*Texte de la page*
————

Les milliers de jeunes et de travailleurs kanak mobilisés, largement soutenus par la population kanak, se sont heurtés aux forces de police et de gendarmerie stationnées sur place ainsi qu’aux milices de colons caldoches et de métropolitains que les forces de répression laissent agir, quand elles ne les soutiennent pas. Le bilan est lourd pour les Kanak avec au moins trois manifestants tués, des centaines de blessés, près de 200 interpellations et au moins cinq dirigeants du CCAT assignés à résidence. Le 15 mai, en effet, Macron a décrété l’État d’urgence, ce qui permet au gouvernement d’imposer un état d’exception. Paris a ordonné le déploiement de renforts militaires sur les ports, l’aéroport de Nouméa, ainsi que l’intervention de forces spécifiques (CRS 8, GIGN, RAID) envoyées depuis Paris pour réprimer le mouvement.

En France, les principaux médias relaient les « appels au secours » lancés par les forces loyalistes et le commissaire de la République sur place, véritable successeur de l’ancien gouverneur colonial. Les médias font par ailleurs la part belle au discours des colons, présentent leurs milices comme des remparts contre le chaos et stigmatisent, bien entendu, les « émeutiers » kanak mais aussi la CCAT, en phase avec le discours de l’État français. Dans le même temps, des réseaux sociaux comme Tik Tok sont censurés de manière inédite dans l’histoire du pays, pour empêcher la population de diffuser des informations sur la situation. Tout est orchestré pour que la population adhère à la répression, coloniale et raciste, d’une mobilisation qui s’érige, précisément, contre ce même ordre colonial. Les médias français passent en boucle les images des « dégâts » causés par la mobilisation dans les principales zones industrielles et commerciales du Sud, en passant sous silence les énormes disparités de revenu entre Kanak, Caldoches et métropolitains, le taux de chômage qui frappe plus particulièrement les Kanak, l’inégalité dans l’accès à l’éducation, à la formation ou à la santé, l’impact des grands projets miniers sur la vie des communauté, l’incroyable concentration des richesses dans les mains d’une poignée de grandes familles de colons… Autant de signes de la permanence d’un modèle colonial basé, depuis un siècle et demi, sur la spoliation du foncier, la prédation des richesses naturelles, l’oppression et le racisme.

Depuis la France, les organisations du mouvement ouvrier et de la jeunesse se doivent d’être solidaires des mobilisations kanak, sur place, de dénoncer la politique coloniale de Paris, l’état d’exception mis en place par Macron, la répression de la mobilisation et son cortège d’assassinats, de blessés et d’interpellés, demander le retrait de la loi sur le « dégel du corps électoral » et défendre le droit à l’autodétermination en Kanaky.

————

*Enregistrements*
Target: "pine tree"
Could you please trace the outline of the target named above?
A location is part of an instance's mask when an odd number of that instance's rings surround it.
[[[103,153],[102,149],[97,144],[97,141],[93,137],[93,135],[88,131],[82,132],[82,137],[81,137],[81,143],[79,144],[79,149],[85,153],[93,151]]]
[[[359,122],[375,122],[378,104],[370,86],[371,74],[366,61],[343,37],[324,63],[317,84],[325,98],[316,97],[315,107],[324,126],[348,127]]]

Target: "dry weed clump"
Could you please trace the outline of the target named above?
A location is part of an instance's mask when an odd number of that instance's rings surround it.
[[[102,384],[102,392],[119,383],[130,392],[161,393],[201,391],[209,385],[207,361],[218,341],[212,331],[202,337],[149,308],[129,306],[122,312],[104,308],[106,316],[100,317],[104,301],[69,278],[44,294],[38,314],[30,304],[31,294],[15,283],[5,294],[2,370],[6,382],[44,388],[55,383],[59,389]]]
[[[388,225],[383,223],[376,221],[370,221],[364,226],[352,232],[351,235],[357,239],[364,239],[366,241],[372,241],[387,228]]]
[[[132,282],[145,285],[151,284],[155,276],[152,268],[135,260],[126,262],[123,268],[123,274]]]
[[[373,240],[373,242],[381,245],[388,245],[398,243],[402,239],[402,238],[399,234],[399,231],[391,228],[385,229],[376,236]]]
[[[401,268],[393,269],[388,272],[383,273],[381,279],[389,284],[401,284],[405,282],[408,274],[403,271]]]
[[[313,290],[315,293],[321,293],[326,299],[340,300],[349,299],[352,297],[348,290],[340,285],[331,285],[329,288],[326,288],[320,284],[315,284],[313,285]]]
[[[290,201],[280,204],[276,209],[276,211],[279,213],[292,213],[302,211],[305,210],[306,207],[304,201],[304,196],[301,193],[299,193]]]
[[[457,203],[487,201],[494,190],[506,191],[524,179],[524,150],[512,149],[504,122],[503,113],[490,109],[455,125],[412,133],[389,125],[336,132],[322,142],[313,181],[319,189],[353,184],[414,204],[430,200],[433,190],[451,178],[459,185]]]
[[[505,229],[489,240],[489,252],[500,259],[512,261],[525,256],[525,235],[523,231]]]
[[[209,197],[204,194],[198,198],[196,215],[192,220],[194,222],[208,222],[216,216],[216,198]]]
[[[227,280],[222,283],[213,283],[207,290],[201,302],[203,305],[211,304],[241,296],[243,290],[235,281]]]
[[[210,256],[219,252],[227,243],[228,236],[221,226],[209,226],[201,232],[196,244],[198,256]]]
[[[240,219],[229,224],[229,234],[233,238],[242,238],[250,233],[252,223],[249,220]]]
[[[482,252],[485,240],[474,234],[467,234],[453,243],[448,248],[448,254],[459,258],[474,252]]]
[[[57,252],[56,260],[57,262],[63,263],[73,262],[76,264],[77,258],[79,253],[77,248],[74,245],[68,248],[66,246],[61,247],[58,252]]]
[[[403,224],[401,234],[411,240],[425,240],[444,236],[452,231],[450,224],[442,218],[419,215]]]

————

*Énoncé 1*
Répondez aux questions suivantes d'après le texte de la page.
(a) Quel jour Macron a-t-il décrété l'état d'urgence ?
(b) Quel réseau social est cité comme censuré ?
(c) De quelle loi les organisations doivent-elles demander le retrait ?
*Énoncé 2*
Recopiez fidèlement le passage du texte de la page qui va de « Les milliers de » jusqu'à « réprimer le mouvement. ».
Les items n'ont aucun lien avec le texte de la page.

*Réponse complète 1*
(a) Le 15 mai.
(b) Tik Tok.
(c) La loi sur le « dégel du corps électoral ».

*Réponse complète 2*
Les milliers de jeunes et de travailleurs kanak mobilisés, largement soutenus par la population kanak, se sont heurtés aux forces de police et de gendarmerie stationnées sur place ainsi qu’aux milices de colons caldoches et de métropolitains que les forces de répression laissent agir, quand elles ne les soutiennent pas. Le bilan est lourd pour les Kanak avec au moins trois manifestants tués, des centaines de blessés, près de 200 interpellations et au moins cinq dirigeants du CCAT assignés à résidence. Le 15 mai, en effet, Macron a décrété l’État d’urgence, ce qui permet au gouvernement d’imposer un état d’exception. Paris a ordonné le déploiement de renforts militaires sur les ports, l’aéroport de Nouméa, ainsi que l’intervention de forces spécifiques (CRS 8, GIGN, RAID) envoyées depuis Paris pour réprimer le mouvement.